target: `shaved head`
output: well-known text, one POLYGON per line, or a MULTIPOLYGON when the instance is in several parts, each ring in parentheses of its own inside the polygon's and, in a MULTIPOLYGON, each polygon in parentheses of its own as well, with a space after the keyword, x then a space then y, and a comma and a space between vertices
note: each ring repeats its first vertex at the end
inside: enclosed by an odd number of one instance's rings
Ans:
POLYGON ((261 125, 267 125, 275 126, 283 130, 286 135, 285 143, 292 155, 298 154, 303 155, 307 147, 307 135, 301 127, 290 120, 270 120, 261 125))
= = =
WHAT YOU ARE ASKED TO DO:
Output these items as a two-column CSV with the header instruction,response and one row per item. Put each item's text and its answer in their own quoted fields, replacing line breaks with spaces.

CORRECT RESULT:
instruction,response
"target: `shaved head` output: well-known text, one POLYGON per line, or a MULTIPOLYGON when the instance is in several parts, each ring in parentheses of its own inside the polygon's and, in a MULTIPOLYGON, each polygon in parentheses of its own as well, with a space after the keyword, x then a space then y, and a comma and a space between vertices note: each ring repeats its first vertex at the end inside: enclosed by an odd number of one instance's rings Ans:","POLYGON ((261 125, 267 125, 275 126, 283 130, 286 135, 285 143, 292 155, 298 154, 303 155, 307 147, 307 135, 301 127, 290 120, 270 120, 261 125))"